**Task to carry out**
Copy every one of the records below line for line, without changing any character.

**Input data**
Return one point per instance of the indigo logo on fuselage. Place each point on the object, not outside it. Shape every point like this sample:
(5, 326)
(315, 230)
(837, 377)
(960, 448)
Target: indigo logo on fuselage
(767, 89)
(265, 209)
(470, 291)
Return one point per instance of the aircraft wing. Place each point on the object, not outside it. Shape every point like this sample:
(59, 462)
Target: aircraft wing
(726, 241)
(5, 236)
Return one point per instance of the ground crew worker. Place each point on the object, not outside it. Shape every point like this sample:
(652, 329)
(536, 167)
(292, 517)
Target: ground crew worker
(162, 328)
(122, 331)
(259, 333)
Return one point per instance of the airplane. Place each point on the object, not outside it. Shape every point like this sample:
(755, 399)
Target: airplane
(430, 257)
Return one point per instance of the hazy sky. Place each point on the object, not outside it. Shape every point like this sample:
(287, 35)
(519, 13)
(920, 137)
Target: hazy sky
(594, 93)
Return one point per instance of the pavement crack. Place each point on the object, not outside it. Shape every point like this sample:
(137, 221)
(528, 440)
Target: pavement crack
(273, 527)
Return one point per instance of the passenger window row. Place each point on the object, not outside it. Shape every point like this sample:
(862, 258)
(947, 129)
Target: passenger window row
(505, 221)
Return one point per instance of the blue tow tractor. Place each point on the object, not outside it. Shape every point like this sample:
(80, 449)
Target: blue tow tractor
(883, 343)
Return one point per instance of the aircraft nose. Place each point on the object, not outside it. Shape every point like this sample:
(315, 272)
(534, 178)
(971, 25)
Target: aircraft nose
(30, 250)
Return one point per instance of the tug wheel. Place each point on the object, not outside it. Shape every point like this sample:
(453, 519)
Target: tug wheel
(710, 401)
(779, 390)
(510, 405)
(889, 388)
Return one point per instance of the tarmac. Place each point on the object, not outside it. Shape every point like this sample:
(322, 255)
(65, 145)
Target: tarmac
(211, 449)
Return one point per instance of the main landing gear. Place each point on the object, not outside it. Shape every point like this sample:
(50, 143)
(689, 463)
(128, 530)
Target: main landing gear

**Exercise output**
Return one point per instance of the indigo logo on fuselage. Place each point on the object, not outside it. Shape every point like this sample:
(5, 326)
(315, 230)
(837, 377)
(960, 448)
Target: indigo logo on fuselage
(767, 89)
(265, 209)
(470, 291)
Return one point per instance of the aircraft wing. Place each point on the object, not outside it. Shape every point like this sample:
(59, 462)
Target: aircraft wing
(726, 241)
(5, 236)
Return one point per instance of the ground crew worker. Place each point on the object, not outside it. Shape every point like this sample:
(652, 329)
(536, 167)
(292, 517)
Target: ground crew worker
(162, 328)
(122, 331)
(259, 333)
Return one point per instance of the airplane. Place each point on the object, not outside it. Shape every point like this sample:
(755, 399)
Target: airplane
(430, 257)
Return one point per instance of the hazy sky. Place each point on the object, not outside it. Shape every point like this sample:
(287, 35)
(519, 13)
(920, 137)
Target: hazy sky
(594, 93)
Return one point per instance of the pavement crack. Place each point on the object, not outside it. Shape every point like this sample:
(137, 221)
(528, 440)
Target: pavement crack
(273, 527)
Return one point per instance of the passenger window row. Place each point on the object, not outside it. Shape every point like this sample:
(862, 258)
(947, 129)
Target: passenger window row
(505, 221)
Return one point per instance of the blue tow tractor. Place each point on the object, not outside it. Shape every point like this sample:
(80, 449)
Target: blue tow tractor
(883, 343)
Return one point per instance of the aircraft nose. Place each point on the object, not outside it. Shape every point like this sample:
(315, 272)
(534, 178)
(971, 25)
Target: aircraft nose
(30, 250)
Return one point per instance of the tug wheel. Place each point on the object, not outside it. Shape every point like this sample:
(453, 519)
Target: tug wheel
(710, 401)
(779, 390)
(510, 405)
(889, 388)
Return one point per instance of the tarmac. Place each point on the object, not outside it. Shape every point like this sample:
(322, 255)
(65, 145)
Target: tarmac
(211, 449)
Return one point per instance of the main landing gear. Place each point on the object, not outside it. Shape every point like this sample:
(50, 143)
(689, 463)
(128, 530)
Target: main landing gear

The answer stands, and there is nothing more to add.